The following data has a line with "Where can the dog's" and a line with "Target: blue jeans leg". Write out exactly those lines and all the lines between them.

Stored items

★ ★ ★ ★

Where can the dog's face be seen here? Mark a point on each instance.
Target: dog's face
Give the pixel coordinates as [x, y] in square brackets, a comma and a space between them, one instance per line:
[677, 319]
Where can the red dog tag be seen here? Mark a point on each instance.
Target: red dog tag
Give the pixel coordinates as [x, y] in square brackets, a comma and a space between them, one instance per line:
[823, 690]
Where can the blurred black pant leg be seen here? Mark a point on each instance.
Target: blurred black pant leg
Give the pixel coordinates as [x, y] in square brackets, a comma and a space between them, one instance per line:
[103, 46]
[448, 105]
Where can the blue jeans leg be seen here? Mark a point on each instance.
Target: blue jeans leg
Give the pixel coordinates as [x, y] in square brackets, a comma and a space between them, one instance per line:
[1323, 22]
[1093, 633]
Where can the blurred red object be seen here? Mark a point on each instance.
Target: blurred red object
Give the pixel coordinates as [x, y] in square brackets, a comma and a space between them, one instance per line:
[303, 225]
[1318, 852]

★ ★ ★ ★

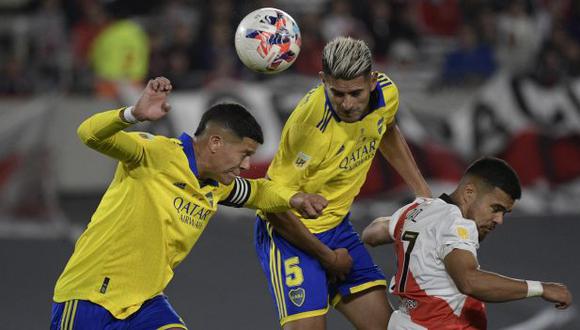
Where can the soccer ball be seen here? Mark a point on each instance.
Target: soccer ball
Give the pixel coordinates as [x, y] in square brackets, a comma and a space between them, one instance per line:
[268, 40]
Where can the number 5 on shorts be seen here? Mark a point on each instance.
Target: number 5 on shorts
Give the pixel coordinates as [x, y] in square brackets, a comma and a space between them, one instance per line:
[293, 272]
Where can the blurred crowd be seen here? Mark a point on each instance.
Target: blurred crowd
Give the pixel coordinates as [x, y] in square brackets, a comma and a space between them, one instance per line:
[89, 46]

★ ★ ★ ★

§ SOLUTION FOR THIS PROBLEM:
Where can the dog's face be seen here? Mark a point on each instance.
Target: dog's face
Give the pixel coordinates as [x, y] in square brackets, a comma and a space between them, one instance per line:
[677, 319]
Where can the red dog tag be seen here? Mark a point on each instance.
Target: red dog tag
Give the pixel coordinates as [x, y] in square brackets, a comma and a space between them, one instance per line:
[823, 690]
Where can the blurred black pant leg be seen here? Mark a point on each instance.
Target: blurred black pant leg
Give the pixel coordinates as [x, y] in square brackets, a comma and a space between them, one instance per line:
[103, 46]
[448, 105]
Where can the blue jeans leg be seen here? Mark a point on each instance.
Target: blue jeans leg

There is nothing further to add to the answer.